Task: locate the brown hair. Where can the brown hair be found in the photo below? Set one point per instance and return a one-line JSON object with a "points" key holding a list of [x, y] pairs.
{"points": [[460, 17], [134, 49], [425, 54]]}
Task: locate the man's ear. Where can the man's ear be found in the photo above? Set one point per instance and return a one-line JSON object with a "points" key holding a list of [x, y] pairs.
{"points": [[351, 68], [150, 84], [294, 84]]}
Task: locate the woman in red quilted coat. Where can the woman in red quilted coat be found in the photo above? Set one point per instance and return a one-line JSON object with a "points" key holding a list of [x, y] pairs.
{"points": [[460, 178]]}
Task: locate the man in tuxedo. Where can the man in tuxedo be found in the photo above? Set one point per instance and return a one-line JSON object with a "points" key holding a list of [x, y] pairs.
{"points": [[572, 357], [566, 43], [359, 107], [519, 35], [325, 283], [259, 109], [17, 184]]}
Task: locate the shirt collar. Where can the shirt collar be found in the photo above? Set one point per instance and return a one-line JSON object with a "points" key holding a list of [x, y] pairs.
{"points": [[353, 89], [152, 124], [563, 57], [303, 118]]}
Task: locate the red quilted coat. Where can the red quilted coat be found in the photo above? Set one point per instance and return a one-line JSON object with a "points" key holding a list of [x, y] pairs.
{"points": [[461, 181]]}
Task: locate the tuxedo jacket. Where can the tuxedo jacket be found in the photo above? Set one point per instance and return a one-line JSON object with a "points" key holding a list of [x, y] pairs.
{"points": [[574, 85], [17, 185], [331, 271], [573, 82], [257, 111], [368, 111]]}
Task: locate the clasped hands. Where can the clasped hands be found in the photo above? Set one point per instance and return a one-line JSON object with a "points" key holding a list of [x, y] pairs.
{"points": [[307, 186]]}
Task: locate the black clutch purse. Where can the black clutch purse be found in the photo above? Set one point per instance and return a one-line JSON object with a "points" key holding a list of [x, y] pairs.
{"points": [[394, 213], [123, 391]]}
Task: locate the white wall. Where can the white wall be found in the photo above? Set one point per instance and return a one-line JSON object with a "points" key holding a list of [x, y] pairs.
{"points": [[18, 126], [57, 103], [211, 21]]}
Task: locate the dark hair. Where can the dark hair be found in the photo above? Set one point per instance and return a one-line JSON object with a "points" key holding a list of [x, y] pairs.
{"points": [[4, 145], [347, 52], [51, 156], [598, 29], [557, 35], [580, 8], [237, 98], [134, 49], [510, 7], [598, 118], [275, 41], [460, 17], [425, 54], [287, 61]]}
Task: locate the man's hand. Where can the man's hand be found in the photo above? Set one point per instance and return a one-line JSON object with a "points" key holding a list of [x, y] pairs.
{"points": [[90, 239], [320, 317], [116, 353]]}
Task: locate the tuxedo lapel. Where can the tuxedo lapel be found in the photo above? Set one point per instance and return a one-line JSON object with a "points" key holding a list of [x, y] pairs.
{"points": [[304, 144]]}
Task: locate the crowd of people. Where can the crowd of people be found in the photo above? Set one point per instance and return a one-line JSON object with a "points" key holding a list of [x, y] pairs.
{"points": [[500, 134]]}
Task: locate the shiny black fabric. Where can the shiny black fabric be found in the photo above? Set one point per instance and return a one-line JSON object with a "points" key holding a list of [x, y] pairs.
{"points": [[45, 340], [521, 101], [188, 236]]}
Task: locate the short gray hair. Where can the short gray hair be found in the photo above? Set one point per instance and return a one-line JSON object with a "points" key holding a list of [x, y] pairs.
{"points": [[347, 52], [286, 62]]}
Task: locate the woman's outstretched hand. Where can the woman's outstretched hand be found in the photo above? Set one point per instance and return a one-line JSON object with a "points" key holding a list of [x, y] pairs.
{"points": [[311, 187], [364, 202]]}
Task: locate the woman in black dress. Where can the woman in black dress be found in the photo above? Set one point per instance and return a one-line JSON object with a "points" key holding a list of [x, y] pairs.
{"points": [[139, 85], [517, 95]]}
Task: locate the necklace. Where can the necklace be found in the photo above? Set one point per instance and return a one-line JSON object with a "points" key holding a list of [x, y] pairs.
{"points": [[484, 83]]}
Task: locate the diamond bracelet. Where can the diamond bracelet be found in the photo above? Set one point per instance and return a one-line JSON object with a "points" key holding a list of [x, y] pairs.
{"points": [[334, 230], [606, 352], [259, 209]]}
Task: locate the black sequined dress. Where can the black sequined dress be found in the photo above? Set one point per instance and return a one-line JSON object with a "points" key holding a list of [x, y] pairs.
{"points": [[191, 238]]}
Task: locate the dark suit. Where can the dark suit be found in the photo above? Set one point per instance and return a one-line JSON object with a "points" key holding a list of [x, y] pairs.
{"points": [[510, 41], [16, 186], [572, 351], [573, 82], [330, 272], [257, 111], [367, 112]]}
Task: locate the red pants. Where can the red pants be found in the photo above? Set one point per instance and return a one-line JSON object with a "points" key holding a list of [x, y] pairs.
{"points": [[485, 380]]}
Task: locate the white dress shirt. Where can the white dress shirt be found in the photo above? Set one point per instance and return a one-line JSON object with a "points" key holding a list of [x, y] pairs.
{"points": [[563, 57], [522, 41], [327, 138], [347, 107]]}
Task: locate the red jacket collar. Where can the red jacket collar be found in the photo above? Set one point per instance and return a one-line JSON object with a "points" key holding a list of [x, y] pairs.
********************
**Exercise instructions:** Output the entries above in their entirety, exactly as written.

**Response box:**
Task: locate the brown hair. Where can the brown hair be found in the photo below? Set one point per instance and return a one-line JSON object with a "points" key holding a list of [x, y] pairs.
{"points": [[460, 17], [134, 49], [425, 54]]}
Task: locate the man's ear. Where can the man's ear be found in the photo above? Set one point per instance and return a one-line JSON object with a "points" key holding a list of [x, y] pairs.
{"points": [[351, 68], [150, 84], [294, 84]]}
Task: locate the woman in red quilted coat. Where can the woman in red quilted coat be found in the photo above? Set one point per instance and return a one-line JSON object with a "points" key holding a list of [x, y] pairs.
{"points": [[460, 178]]}
Task: locate the man in tuxedo. Where can the man in tuxedo be found in the photo above? Set one point per instance and return a one-line JSON object with a "points" key holding a list of [x, y] pairs.
{"points": [[572, 357], [566, 43], [359, 107], [519, 35], [325, 283], [259, 109], [17, 184]]}
Task: locate the shirt collar. Where can the shirt collar be found in the photo above? Set one point per instance and return a one-line JSON object with a "points" key holding a list of [x, y] pairs.
{"points": [[353, 89], [152, 124], [563, 57], [303, 118]]}
Task: locate the red quilted coat. Where can the red quilted coat be found in the photo above? Set one point per instance and return a one-line JSON object with a "points" key holding a list of [x, y] pairs.
{"points": [[461, 181]]}
Task: locate the tuxedo jacket. Where can the tuxedo jacket be found in the photo above? Set one point per instance and return a one-line JSON object with a "points" key holding a list of [x, y] pairs.
{"points": [[574, 85], [17, 185], [331, 271], [573, 82], [257, 111], [368, 111]]}
Task: locate the clasped hands. Where can the clasped hands be found in the photo above? Set one point per instance and return a one-line JSON object with a "points" key holding a list of [x, y] pairs.
{"points": [[307, 186]]}
Task: locate the black clutch purse. Where can the black clutch purse be found in the photo above? Set one point per instance and return a one-line JSON object with a "points" key holding a list of [x, y] pairs.
{"points": [[394, 213], [123, 391]]}
Task: locate the white wall. Where can the white wall be found in the photo above? Set one point per instance and return a one-line JSON object with a "points" key holding a list of [x, y] pairs.
{"points": [[18, 126], [57, 103], [211, 21]]}
Task: locate the dark hair. Where can the dark hair be found in the photo above? Set one point per instance and return a one-line JSON object with a "points" key holding a list of [x, y] pairs.
{"points": [[4, 145], [347, 52], [51, 156], [598, 29], [557, 35], [580, 8], [237, 98], [134, 49], [510, 7], [598, 118], [275, 41], [460, 17], [425, 54], [287, 61]]}
Task: locate the man's hand. Where can the man's hand be found in the photo above? Set one point per instance and return a one-line JSON object with a "points" key holding a list of [x, y] pairs.
{"points": [[90, 239], [320, 317], [116, 353]]}
Task: locate the tuxedo lapel. Where can the tuxedo lapel be found in the photo above? Set one point per instance and return a one-line JSON object with a "points" key holding a list of [x, y] pairs.
{"points": [[304, 144]]}
Task: locate the crowd of people. Where can the crowd of people be found in the photo above? Set one point per instance and return a one-line JSON object with a "points" key holding a list of [x, y] pairs.
{"points": [[500, 134]]}
Task: locate the shiny black fabric. Where can the shiny black fabric be found in the photo above? Set one point per instance and return a one-line JSON object with a "points" key holding a list of [x, y] pairs.
{"points": [[45, 340], [521, 101], [188, 236]]}
Task: locate the short gray hair. Where can the short gray hair be found in the photo above? Set one point per instance and return a one-line JSON object with a "points" key holding a list of [x, y] pairs.
{"points": [[347, 52], [286, 62]]}
Task: locate the woman's outstretched hand. Where can the woman's outstretched hand be found in the photo above? Set one point per instance and return a one-line JSON object with a "points" key holding a list of [x, y] pairs.
{"points": [[311, 187], [364, 202]]}
Task: locate the woman in black dress. Where can the woman in black dress be found in the photo above? Set one point per instance and return a one-line JSON object with a "points" key holding a list of [x, y] pairs.
{"points": [[139, 85], [517, 95]]}
Task: locate the necklace. Where can the necklace be found in the photo above? Set one point per instance and return a one-line JSON object with a "points" key holding a list of [x, y] pairs.
{"points": [[484, 83]]}
Task: locate the diamond bracelet. Where can the diamond bracelet be found in the photo above? Set one point per instance and return a one-line JSON object with a "points" key holding a list of [x, y] pairs.
{"points": [[334, 230], [606, 352], [259, 209]]}
Task: locate the black sequined dress. Where can the black sequined dress be found in the photo above? Set one point per instance and return a one-line JSON object with a "points" key holding a list of [x, y] pairs.
{"points": [[191, 238]]}
Task: locate the dark suit. Where can the dark suit be found in the photo above? Set one point per instance and return a one-line JSON object with a "points" key holding a list of [x, y] pairs.
{"points": [[510, 41], [16, 186], [572, 351], [573, 82], [330, 272], [257, 111], [367, 112]]}
Task: locate the red pants. Where can the red pants be found in the photo above? Set one point per instance and return a one-line JSON object with a "points" key holding a list of [x, y] pairs.
{"points": [[485, 380]]}
Task: locate the white dress shirt. Where can the white dress shirt be found in the photo above? Set one point per instance and return a one-line JSON object with a "points" key holding a list of [x, y] pairs.
{"points": [[563, 57], [522, 41], [327, 138], [347, 107]]}
Task: locate the red jacket collar. Where can the red jacket collar be found in the photo above? Set one point per instance and return a one-line JSON object with a "points" key holding a list of [x, y] pairs.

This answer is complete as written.